* _Recorded data_:
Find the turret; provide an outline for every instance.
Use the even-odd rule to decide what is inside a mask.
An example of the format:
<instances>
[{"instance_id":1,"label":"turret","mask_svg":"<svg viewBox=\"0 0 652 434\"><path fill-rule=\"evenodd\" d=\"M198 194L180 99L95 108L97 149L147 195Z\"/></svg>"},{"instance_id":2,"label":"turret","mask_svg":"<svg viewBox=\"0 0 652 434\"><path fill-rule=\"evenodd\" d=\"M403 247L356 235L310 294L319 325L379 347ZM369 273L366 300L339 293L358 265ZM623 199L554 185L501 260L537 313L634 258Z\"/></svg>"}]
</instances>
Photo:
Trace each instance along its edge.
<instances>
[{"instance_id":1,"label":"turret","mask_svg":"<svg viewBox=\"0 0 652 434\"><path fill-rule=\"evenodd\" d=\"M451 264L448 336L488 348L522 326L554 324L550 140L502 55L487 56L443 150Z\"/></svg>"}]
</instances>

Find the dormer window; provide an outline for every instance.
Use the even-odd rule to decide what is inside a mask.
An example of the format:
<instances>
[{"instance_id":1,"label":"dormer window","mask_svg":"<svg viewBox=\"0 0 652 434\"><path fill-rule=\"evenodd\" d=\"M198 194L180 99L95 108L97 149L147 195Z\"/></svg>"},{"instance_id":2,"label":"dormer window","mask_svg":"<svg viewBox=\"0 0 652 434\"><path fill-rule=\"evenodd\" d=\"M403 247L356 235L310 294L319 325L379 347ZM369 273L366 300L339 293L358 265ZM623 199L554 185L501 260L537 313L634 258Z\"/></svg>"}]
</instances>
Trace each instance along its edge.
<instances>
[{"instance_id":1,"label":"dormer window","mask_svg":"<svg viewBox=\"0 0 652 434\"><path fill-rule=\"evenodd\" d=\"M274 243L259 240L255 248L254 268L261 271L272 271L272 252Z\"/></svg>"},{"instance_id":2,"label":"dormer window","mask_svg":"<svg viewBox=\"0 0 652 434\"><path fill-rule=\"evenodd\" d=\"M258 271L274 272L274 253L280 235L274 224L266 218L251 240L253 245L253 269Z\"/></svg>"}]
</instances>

* _Task prompt_:
Rewrite all of the lines above as a numbered list, leaving out any blank lines.

* _Solution to this task_:
1. Find the turret; provide an outline for every instance.
2. Use the even-odd rule to decide what is inside a mask.
3. An example of the format:
4. <instances>
5. [{"instance_id":1,"label":"turret","mask_svg":"<svg viewBox=\"0 0 652 434\"><path fill-rule=\"evenodd\" d=\"M198 194L180 99L95 108L97 149L147 195Z\"/></svg>"},{"instance_id":2,"label":"turret","mask_svg":"<svg viewBox=\"0 0 652 434\"><path fill-rule=\"evenodd\" d=\"M403 247L356 235L310 294L319 325L379 347ZM369 273L366 300L339 293L358 265ZM623 199L554 185L501 260L537 313L634 258Z\"/></svg>"}]
6. </instances>
7. Photo:
8. Trace each instance along its edge.
9. <instances>
10. [{"instance_id":1,"label":"turret","mask_svg":"<svg viewBox=\"0 0 652 434\"><path fill-rule=\"evenodd\" d=\"M451 264L448 336L488 348L522 326L554 324L550 140L502 55L487 56L443 150Z\"/></svg>"}]
11. </instances>
12. Find the dormer window; provide an outline for every instance.
13. Use the even-odd rule to decide what is inside a mask.
14. An example of the format:
15. <instances>
16. [{"instance_id":1,"label":"dormer window","mask_svg":"<svg viewBox=\"0 0 652 434\"><path fill-rule=\"evenodd\" d=\"M198 194L180 99L95 108L97 149L147 195Z\"/></svg>"},{"instance_id":2,"label":"dormer window","mask_svg":"<svg viewBox=\"0 0 652 434\"><path fill-rule=\"evenodd\" d=\"M403 247L356 235L310 294L319 325L379 347ZM369 273L366 300L339 293L358 265ZM623 199L554 185L501 260L537 313L634 258Z\"/></svg>"}]
17. </instances>
18. Trace each instance along its edge.
19. <instances>
20. [{"instance_id":1,"label":"dormer window","mask_svg":"<svg viewBox=\"0 0 652 434\"><path fill-rule=\"evenodd\" d=\"M274 243L259 240L255 248L254 268L261 271L272 271L272 252Z\"/></svg>"},{"instance_id":2,"label":"dormer window","mask_svg":"<svg viewBox=\"0 0 652 434\"><path fill-rule=\"evenodd\" d=\"M258 271L274 272L274 253L280 235L274 224L266 218L251 240L253 245L253 269Z\"/></svg>"}]
21. </instances>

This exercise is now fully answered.